### Extrait de page

J’aime mélanger les registres : comique et sérieux, sociologique et métaphysique, roman et fable. Le fait que le lecteur ne sache pas exactement à quoi il a affaire, si c’est du lard ou du cochon, me plaît. Pour moi un livre doit ouvrir des horizons, percer des brèches dans le réel.
La Bonne Nouvelle, c’est l’histoire d’une violation de sépulture dans un petit village de l’Allier. Un corps a disparu : où est-il passé ? Fait divers presque banal, au départ. Sauf que se répand la folle rumeur que « M. Paul », le défunt, est ressuscité, et qu’un véritable culte se développe autour de sa personne. Les pèlerins affluent du monde entier… Une sorte d’enquête policière s’engage, à la recherche des causes rationnelles (qui peut avoir volé le corps ? dans quel but ?). Le livre s’inscrit aussi dans tout un contexte réaliste et très contemporain : nous vivons à l’époque des rumeurs planétaires, de la post-vérité véhiculée par les réseaux sociaux, et les gens sont (à nouveau ?) prêts à croire n’importe quoi. Mais à côté de ce plan rationnel coexiste dans le roman la possibilité d’une autre explication : et si, malgré tout, Paul était vraiment ressuscité ? C’est la simultanéité de ces deux plans qui crée la tension, le suspense particulier du livre, et j’espère son intérêt.
Et ce tombeau vide, c’est le début de toutes les folies ! Comment vous est venue cette idée ?
La première image qui m’est venue avant de commencer est celle d’un petit cimetière de village sous le soleil, à la fin de l’hiver : la dalle d’une tombe est descellée, le cercueil qu’elle contient est ouvert. J’ai trouvé que c’était un début parfait de roman, la quintessence du mystère en quelque sorte. A partir de là, tout est possible, vraiment !

######
### Enregistrements extraits

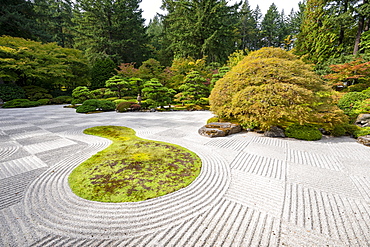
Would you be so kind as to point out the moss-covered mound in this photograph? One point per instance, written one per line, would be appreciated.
(133, 169)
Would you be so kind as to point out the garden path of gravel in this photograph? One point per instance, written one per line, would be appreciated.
(252, 191)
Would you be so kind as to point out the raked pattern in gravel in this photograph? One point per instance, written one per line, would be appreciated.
(252, 190)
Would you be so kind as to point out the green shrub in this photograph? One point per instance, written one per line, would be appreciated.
(85, 108)
(43, 101)
(213, 120)
(124, 106)
(62, 100)
(303, 132)
(349, 100)
(22, 103)
(362, 132)
(106, 105)
(35, 93)
(11, 91)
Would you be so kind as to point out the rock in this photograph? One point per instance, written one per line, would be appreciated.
(275, 132)
(364, 140)
(363, 120)
(219, 129)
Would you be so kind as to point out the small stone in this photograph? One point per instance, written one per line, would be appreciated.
(219, 129)
(275, 132)
(364, 140)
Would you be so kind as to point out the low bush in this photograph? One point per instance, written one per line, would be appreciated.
(106, 105)
(85, 108)
(35, 93)
(91, 105)
(43, 101)
(303, 132)
(362, 132)
(350, 100)
(11, 91)
(124, 106)
(62, 100)
(21, 103)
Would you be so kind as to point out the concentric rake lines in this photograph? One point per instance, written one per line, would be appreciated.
(51, 204)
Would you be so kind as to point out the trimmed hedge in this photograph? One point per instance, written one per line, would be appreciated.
(11, 91)
(21, 103)
(303, 132)
(91, 105)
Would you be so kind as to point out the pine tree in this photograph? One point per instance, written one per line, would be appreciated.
(248, 28)
(111, 27)
(55, 16)
(17, 19)
(200, 28)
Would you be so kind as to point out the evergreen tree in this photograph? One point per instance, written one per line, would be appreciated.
(111, 27)
(17, 19)
(55, 17)
(248, 28)
(200, 28)
(271, 27)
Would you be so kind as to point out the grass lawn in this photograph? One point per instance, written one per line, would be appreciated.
(133, 169)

######

#### [Consignes]
- 1) Traduisez en anglais la phrase suivante de l'extrait : « Pour moi un livre doit ouvrir des horizons, percer des brèches dans le réel. »
- 2) Recopiez mot pour mot le passage de l'extrait situé entre « La première image » et « possible, vraiment ! », bornes incluses.
- 3) D'après l'extrait, dans quel territoire se trouve le petit village où a lieu la violation de sépulture ?
Les enregistrements ne servent pas ici.

#### [Résultats de l'exercice]
- 1) For me, a book must open up horizons and break openings into reality.

- 2)
La première image qui m’est venue avant de commencer est celle d’un petit cimetière de village sous le soleil, à la fin de l’hiver : la dalle d’une tombe est descellée, le cercueil qu’elle contient est ouvert. J’ai trouvé que c’était un début parfait de roman, la quintessence du mystère en quelque sorte. A partir de là, tout est possible, vraiment !

- 3) Dans l'Allier.